- Given text
PCA vs PCoA

Mandi D'Ombrain

unread,

Nov 9, 2021, 7:32:18 PM11/9/21

to dartR

Hi,

Hoping someone can clear up my PCA / PCoA confusion. I have read the documentation for 'gl.pcoa' https://www.rdocumentation.org/packages/dartR/versions/1.9.9.1/topics/gl.pcoa (although I have seen posts about bugs and am not sure which dartR version I should be using).

My understanding is that although the function is called ‘gl.pcoa’, it is a wrapper for two separate functions:

If you give it a genlight object, it will use the function ‘glPca’ from ‘Adegenet’ and perform a Pearson Principal Component analysis (PCA), using a Euclidean distance.
If you give it a distance matrix (which can be created via multiple methods) it performs a Gower Principal Coordinate analysis (PCoA) using the function ‘pcoa’ from the ‘Ape’ package.

- Exercise objective
Answer these about the forum post on PCA vs PCoA:
1. Which dartR version does the linked 'gl.pcoa' documentation belong to?
2. Which package's function does 'gl.pcoa' use when given a genlight object?
3. Which package supplies the 'pcoa' function used when 'gl.pcoa' is given a distance matrix?

Point localization records:

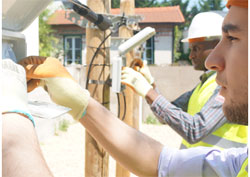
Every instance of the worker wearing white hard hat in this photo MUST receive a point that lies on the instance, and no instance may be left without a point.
(193, 114)
(134, 150)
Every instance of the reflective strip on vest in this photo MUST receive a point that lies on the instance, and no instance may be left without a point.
(244, 169)
(227, 136)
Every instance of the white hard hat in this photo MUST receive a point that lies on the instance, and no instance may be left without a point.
(206, 24)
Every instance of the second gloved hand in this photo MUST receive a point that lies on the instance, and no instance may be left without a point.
(136, 81)
(56, 80)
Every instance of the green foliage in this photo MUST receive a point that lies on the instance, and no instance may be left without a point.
(206, 5)
(64, 125)
(46, 40)
(151, 119)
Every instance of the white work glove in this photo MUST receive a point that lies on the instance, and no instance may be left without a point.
(146, 73)
(14, 89)
(56, 80)
(136, 81)
(141, 66)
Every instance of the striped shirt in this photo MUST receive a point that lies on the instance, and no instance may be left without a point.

- Response
1. 1.9.9.1
2. Adegenet
3. Ape